GIVEN INSTRUCTION.
Give the lines from the line with "portal --vertices whole-pixels" to the line with "[[[197,328],[197,351],[211,352],[211,326],[203,321]]]" as a two-column CSV with the columns input and output. Use one row for each thing asked, pairing it with its answer, and put each in a single quoted field with line breaks turned into spaces.

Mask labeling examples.
********************

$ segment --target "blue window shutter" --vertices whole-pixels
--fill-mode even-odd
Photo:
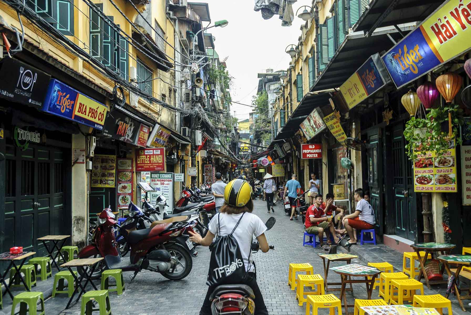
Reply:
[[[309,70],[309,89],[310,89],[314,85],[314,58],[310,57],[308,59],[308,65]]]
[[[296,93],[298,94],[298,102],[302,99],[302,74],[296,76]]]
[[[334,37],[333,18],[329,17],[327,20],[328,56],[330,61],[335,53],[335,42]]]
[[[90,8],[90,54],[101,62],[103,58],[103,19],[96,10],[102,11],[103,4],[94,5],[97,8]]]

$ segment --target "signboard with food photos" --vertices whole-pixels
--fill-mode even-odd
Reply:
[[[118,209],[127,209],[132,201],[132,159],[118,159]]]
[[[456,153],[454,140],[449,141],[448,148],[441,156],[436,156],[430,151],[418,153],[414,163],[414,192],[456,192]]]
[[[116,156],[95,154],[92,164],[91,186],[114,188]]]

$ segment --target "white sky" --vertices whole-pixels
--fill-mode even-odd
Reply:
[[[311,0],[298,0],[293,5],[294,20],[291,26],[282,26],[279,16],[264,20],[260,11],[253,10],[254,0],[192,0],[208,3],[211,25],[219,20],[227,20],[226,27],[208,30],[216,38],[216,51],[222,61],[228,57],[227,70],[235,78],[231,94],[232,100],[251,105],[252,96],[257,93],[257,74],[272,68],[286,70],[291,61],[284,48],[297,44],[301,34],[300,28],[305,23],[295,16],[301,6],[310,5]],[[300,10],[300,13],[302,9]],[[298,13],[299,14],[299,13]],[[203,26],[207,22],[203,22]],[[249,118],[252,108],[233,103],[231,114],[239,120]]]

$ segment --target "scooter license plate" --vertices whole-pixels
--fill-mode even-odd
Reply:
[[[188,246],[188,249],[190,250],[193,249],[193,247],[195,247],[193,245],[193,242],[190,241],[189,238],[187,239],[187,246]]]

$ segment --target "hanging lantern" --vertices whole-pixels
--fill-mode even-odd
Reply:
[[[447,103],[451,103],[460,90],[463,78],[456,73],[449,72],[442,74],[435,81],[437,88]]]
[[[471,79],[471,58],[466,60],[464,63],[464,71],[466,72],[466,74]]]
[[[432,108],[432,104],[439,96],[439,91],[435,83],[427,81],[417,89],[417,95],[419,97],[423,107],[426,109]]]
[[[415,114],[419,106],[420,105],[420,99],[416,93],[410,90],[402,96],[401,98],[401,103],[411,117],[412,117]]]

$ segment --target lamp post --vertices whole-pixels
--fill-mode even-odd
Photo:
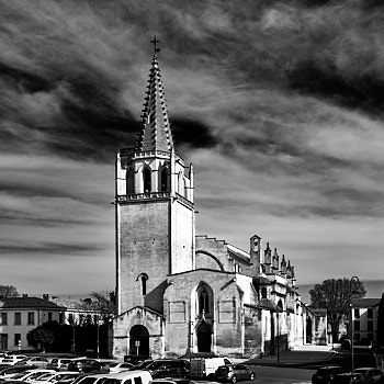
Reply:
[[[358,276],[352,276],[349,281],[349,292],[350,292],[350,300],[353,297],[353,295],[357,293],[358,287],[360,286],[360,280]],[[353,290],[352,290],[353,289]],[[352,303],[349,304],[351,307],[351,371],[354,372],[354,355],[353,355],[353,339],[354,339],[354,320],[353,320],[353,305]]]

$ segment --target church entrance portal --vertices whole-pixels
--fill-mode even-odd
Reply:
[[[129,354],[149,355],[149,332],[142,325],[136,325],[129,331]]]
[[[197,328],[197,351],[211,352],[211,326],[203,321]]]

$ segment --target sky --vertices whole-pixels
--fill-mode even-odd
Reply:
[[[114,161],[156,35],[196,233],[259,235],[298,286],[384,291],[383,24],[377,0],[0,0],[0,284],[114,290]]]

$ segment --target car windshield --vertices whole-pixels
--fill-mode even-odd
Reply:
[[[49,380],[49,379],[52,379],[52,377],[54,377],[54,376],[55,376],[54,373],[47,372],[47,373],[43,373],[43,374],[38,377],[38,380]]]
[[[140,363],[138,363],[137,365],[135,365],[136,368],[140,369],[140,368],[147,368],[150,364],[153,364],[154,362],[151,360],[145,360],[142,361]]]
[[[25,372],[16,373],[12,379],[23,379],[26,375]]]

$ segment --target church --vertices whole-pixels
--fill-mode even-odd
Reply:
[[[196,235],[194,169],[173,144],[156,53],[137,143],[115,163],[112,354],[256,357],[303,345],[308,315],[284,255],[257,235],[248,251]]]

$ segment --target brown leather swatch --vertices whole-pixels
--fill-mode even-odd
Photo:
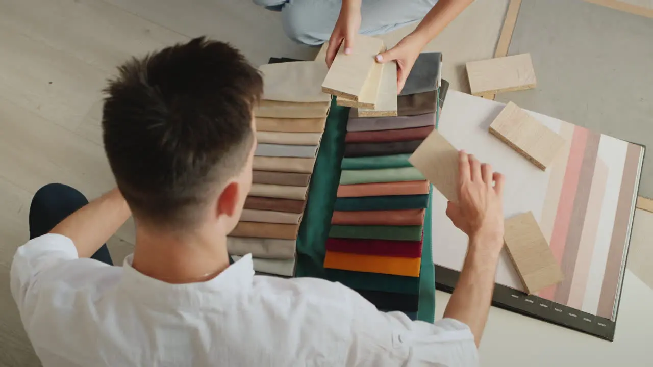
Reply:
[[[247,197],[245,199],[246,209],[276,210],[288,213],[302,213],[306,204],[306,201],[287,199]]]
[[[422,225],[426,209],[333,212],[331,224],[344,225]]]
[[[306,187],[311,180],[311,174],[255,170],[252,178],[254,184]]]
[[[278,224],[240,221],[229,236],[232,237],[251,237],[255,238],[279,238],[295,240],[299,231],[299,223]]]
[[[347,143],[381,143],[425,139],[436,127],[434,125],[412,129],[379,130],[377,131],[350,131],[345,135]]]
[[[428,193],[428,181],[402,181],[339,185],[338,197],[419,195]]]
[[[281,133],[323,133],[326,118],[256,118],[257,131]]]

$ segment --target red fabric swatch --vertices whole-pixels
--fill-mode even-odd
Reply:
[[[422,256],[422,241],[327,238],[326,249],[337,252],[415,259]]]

********************

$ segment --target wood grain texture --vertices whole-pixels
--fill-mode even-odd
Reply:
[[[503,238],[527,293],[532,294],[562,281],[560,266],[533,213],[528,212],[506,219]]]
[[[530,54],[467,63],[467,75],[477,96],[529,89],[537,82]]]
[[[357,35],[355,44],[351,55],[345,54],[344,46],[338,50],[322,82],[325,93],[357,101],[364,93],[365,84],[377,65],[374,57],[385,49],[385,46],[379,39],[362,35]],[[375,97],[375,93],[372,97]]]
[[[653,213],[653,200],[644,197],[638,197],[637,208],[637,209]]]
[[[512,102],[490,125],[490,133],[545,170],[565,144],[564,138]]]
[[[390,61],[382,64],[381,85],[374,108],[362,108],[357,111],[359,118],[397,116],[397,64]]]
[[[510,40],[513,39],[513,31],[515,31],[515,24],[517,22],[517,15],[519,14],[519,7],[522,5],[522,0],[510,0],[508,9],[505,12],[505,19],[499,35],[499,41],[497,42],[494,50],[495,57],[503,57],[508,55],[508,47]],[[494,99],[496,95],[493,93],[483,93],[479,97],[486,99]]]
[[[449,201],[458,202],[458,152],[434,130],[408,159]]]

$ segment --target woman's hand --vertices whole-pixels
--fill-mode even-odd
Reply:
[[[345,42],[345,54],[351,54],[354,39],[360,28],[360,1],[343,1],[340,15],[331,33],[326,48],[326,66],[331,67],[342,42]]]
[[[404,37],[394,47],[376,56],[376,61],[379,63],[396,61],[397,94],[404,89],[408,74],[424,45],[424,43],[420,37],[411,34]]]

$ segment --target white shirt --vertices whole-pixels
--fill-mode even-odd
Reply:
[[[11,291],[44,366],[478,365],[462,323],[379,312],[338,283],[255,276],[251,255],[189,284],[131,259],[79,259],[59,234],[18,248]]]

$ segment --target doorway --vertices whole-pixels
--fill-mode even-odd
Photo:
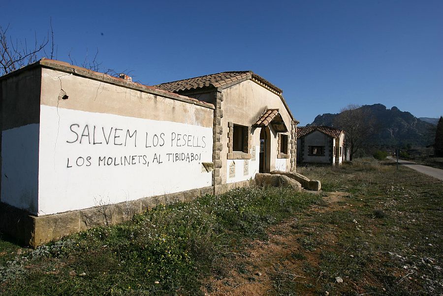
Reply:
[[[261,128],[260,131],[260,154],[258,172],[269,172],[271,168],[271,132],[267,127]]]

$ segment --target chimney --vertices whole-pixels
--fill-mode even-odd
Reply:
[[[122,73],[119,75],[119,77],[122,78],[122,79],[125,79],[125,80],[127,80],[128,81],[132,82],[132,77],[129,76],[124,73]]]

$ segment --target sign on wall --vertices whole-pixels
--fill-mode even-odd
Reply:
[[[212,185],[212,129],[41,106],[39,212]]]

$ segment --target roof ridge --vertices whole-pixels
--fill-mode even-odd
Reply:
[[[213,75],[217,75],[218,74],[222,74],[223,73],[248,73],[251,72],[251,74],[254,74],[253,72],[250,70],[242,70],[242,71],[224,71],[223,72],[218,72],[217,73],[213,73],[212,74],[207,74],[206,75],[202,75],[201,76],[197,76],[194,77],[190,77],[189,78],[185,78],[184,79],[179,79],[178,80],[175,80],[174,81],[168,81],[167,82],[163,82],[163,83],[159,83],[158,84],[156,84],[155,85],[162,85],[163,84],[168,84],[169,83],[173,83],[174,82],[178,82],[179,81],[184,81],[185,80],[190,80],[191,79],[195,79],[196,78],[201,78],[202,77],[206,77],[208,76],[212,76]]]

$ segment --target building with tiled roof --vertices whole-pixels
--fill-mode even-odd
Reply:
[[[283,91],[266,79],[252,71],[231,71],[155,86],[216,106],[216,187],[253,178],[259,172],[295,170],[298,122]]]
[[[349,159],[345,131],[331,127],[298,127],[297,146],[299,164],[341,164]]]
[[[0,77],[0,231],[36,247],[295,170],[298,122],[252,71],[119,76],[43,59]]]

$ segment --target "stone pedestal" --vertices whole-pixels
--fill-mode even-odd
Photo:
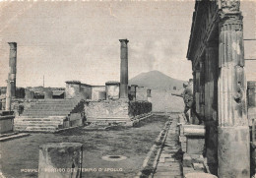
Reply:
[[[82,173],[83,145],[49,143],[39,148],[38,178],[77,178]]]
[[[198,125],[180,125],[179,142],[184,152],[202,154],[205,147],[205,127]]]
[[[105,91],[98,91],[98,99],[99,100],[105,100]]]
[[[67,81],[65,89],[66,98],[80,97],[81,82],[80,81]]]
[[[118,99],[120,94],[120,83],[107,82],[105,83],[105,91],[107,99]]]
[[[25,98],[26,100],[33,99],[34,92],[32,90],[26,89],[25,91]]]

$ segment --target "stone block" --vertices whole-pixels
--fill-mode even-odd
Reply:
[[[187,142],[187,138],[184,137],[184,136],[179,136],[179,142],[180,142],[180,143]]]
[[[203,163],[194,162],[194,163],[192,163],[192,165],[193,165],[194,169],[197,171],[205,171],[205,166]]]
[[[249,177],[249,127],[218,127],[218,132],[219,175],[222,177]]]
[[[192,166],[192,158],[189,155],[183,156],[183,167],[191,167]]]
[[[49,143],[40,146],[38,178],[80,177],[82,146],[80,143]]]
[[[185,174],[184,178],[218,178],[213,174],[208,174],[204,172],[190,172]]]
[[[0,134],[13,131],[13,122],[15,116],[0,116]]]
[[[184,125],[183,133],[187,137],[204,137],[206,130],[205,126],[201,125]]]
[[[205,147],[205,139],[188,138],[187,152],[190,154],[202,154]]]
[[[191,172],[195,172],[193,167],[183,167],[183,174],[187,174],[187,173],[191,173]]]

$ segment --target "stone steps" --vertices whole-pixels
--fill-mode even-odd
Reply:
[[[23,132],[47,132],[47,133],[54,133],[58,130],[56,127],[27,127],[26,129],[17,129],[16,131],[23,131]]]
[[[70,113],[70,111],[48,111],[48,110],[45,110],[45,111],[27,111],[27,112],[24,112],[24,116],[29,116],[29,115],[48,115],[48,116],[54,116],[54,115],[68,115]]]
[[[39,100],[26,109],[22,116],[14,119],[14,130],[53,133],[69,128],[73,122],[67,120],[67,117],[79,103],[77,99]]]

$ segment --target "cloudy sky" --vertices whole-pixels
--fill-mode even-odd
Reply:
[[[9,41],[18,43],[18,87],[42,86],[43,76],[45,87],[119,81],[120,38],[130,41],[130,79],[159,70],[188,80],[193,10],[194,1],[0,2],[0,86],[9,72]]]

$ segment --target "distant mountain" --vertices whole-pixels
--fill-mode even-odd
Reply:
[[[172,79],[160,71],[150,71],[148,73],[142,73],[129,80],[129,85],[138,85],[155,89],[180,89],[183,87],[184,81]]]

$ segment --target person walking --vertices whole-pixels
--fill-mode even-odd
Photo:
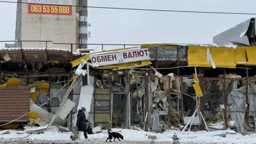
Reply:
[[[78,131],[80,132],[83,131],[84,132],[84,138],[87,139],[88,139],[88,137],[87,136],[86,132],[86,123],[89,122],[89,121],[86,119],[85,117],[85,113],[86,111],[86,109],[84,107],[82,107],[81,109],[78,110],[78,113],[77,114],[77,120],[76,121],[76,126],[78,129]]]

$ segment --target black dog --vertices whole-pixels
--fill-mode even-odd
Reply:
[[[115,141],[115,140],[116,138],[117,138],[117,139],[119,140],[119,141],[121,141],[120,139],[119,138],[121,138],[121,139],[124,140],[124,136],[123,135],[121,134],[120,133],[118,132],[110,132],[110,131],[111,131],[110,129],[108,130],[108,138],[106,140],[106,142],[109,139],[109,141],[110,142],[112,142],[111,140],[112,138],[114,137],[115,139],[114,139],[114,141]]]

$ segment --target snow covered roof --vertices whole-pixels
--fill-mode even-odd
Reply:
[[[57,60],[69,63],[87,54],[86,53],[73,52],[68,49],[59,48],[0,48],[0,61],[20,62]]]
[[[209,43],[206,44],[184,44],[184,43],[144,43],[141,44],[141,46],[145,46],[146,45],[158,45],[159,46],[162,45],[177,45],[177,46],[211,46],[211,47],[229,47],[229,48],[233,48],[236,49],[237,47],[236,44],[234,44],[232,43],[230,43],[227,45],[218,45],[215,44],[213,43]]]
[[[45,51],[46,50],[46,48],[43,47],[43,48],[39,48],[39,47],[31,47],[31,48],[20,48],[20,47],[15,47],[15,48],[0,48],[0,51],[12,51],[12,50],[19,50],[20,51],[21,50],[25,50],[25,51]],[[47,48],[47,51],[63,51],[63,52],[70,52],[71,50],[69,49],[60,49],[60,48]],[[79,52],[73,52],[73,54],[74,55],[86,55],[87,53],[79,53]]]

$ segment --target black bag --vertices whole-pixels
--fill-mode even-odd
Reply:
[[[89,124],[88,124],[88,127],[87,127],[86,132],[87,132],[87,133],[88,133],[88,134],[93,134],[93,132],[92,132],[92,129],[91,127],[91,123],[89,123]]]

********************

REPLY.
input,output
"$ segment --target church entrance portal --vertices whole-pixels --fill-mode even-odd Reply:","[[[129,354],[149,355],[149,332],[142,325],[136,325],[129,331]]] [[[197,328],[197,351],[211,352],[211,326],[203,321]]]"